» Passage fourni:
··········

10. Le portillon et la guérite entre Yaro Levu et le Mana Island Resort and Spa 11. Panneau interdisant l’accès du Mana Island Resort and Spa aux backpackers
L’absence de vigile semble montrer que cette fermeture n’est pas permanente et que le contrôle est plus ou moins strict et apparent, peut-être pour ne pas heurter les clients de l’hôtel. (cliché: J.-Ch. Gay, 2010) Décoloré par le soleil et barré d’une croix de désapprobation, ce panneau est-il encore dissuasif? Vinaka vaka levu signifie «Merci». (cliché: J.-Ch. Gay, 2010)

Quand le projet d’un hôtel émerge aux débuts des années 1970, Mana est inhabitée. L’île appartient au clan Ketenamasi, qui vit sur l’île de Malolo (fig. 2 et 9). Le manque d’eau à Mana empêche la résidence, mais le clan vient y pêcher, cueillir des fruits (mangues, bananes…) ou pratiquer une petite horticulture vivrière. Depuis 1940, les terres coutumières (87% du territoire fidjien) ne peuvent être louées légalement que par l’intermédiaire du Native Land Trust Board (NLTB), un organisme qui fixe les baux et la répartition des loyers entre les membres du clan. Le Mana Island Lease Agreement est un contrat standard de location de la partie occidentale de l’île, accepté par l’opérateur australien venu investir dans le tourisme. Outre le montant des loyers, une clause impose l’embauche prioritaire des membres du clan Ketenamasi (Sofield, 2003). Une partie du clan, soit plus d’une centaine de personnes, s’installe donc sur Mana pour travailler dans l’hôtel. Le niveau de vie de la population augmente nettement grâce aux salaires bien que des signes de pauvreté soient toujours perceptibles dans le village de Yaro Levu (fig. 12). Les loyers versés au clan servent à l’amélioration des conditions de vie sur l’île de Malolo, où l’état de santé, l’alphabétisation et la qualité des logements progressent d’une manière sensible.

12. Une habitation dans le village de Yaro Levu
Installée en bord de mer, cette case en tôles ondulées témoigne du niveau de vie modeste de certains villageois. (cliché: J.-Ch. Gay, 2010)

··········

» Matériel recueilli:
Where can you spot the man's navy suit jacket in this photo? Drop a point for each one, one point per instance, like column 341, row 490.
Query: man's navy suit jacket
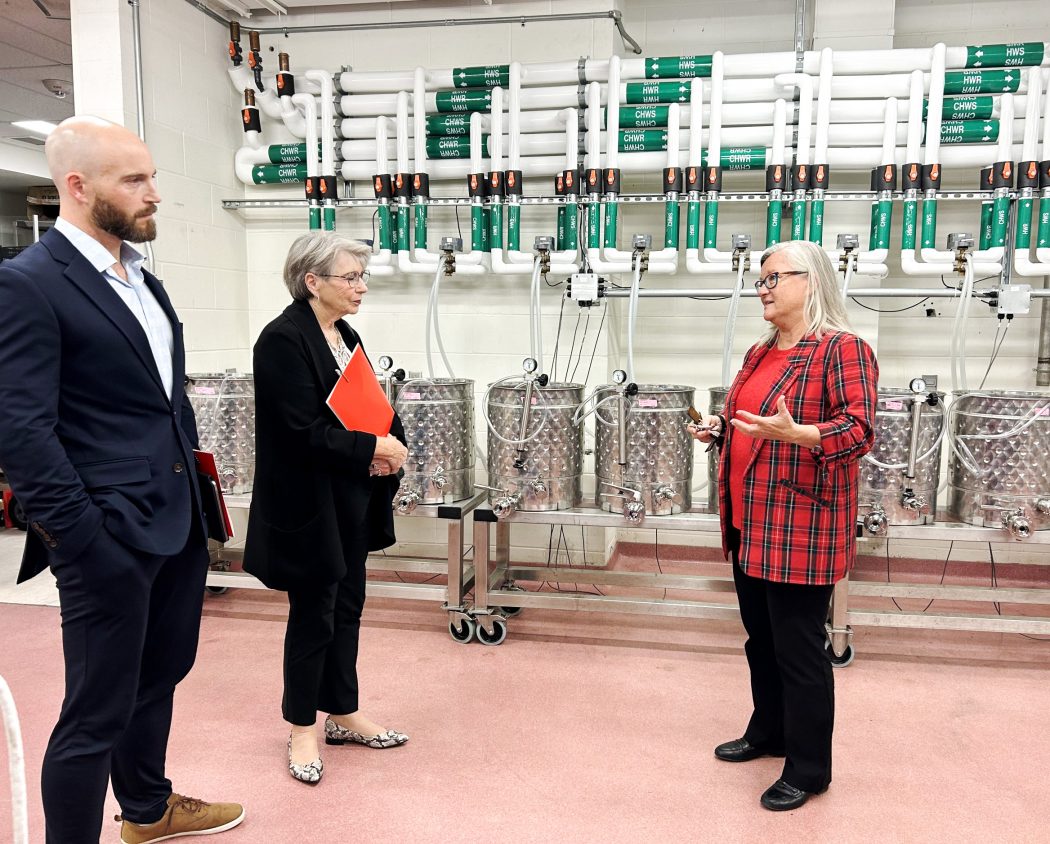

··········

» À faire:
• 1. Répondez à ces questions sur le texte sur l'île de Mana :
(a) Que signifie « Vinaka vaka levu » ?
(b) Depuis quelle année les terres coutumières ne peuvent-elles être louées légalement que par l'intermédiaire du Native Land Trust Board ?
(c) En quel matériau est faite la case photographiée dans le village de Yaro Levu ?
• 2. Poursuivez le texte sur l'île de Mana après sa dernière phrase.
Le matériel recueilli n'a pas de lien avec le texte sur l'île de Mana.

» Résultats par tâche:
• 1.
(a) Merci.
(b) Depuis 1940.
(c) En tôles ondulées.

• 2.
Quand, en 1991, la société japonaise qui a repris l’exploitation de l’hôtel souhaite l’agrandir, le NLTB, conformément à la loi, intervient pour garantir les intérêts du clan et l’accès libre aux plages. Mais un personnage va venir mettre son grain de sel et va être à l’origine de la clôture. Au départ, Ratu Kiniboko est le représentant des chefs du clan lors des négociations avec les Australiens et le NLTB. Instruit et parlant bien l’anglais, il va devenir progressivement le principal interlocuteur de la direction du Mana Island Resort & Spa. C’est lui qui recrute ou licencie les 150 employés du clan. Il autorise aussi l’installation de personnes non membres du clan Ketenamasi. Les chefs coutumiers sont progressivement court-circuités et marginalisés. Son rôle pose également problème à la direction de l’hôtel, qu’il défie quand il ouvre, en 1993, le Yaro Levu Backpackers Resort. Deux ans plus tard, son frère crée le Meareani Vata Backpackers Inn (Harrison, 1997). Tous deux ayant refusé l’offre de rachat de leurs établissements par la direction de l’hôtel, celle-ci décide de construire la fameuse clôture, considérant que l’«invasion» des backpackers constitue une violation flagrante du Mana Island Lease Agreement. Pour Ratu Kiniboko, l’hôtel n’a pas le droit de bannir les backpackers, car étant ses hôtes ils peuvent accéder à la terre de sa communauté.

La division de l’île s’explique donc par le fait qu’en devenant une sorte de «courtier en développement» (Bierschenk et al., 2000), Ratu Kiniboko a articulé d’une manière conflictuelle les enjeux économiques exogènes et les enjeux fonciers coutumiers endogènes. Au-delà du cas de Mana, se pose la question plus générale du contrôle de l’accès des terres coutumières louées à un tiers. Et si le NTLB, aujourd’hui TLTB (iTaukei  Land Trust Board) a permis de réduire les conflits fonciers, il n’en demeure pas moins qu’il s’agit d’une des clés du développement aux Fidji et d’un sujet très sensible, avec l’antagonisme entre Fidjiens de souche et Indo-Fidjiens.